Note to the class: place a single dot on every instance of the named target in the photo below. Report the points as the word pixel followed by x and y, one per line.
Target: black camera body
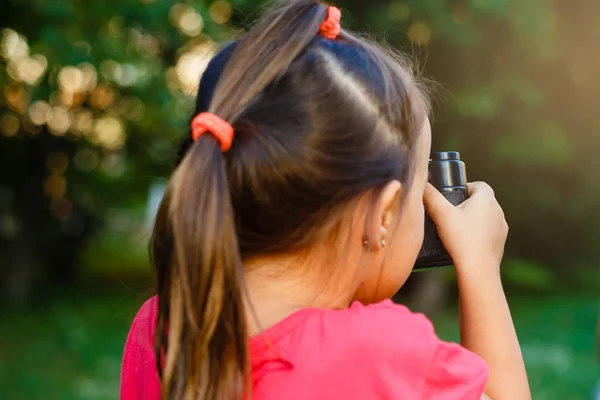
pixel 447 173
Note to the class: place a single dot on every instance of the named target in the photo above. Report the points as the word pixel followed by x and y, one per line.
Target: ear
pixel 383 211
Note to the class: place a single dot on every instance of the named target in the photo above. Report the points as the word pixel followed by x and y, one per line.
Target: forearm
pixel 487 329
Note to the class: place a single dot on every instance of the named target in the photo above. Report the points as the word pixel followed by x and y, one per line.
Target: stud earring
pixel 383 233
————
#### The task:
Reproduce the listing from its first line through the line containing "pixel 447 173", both included, leaving out any pictures.

#### Task result:
Note to the class: place a single dot on every instance of the named target in the photo below. Report the points as the word pixel followed by x and y, one per line.
Target: black camera body
pixel 447 173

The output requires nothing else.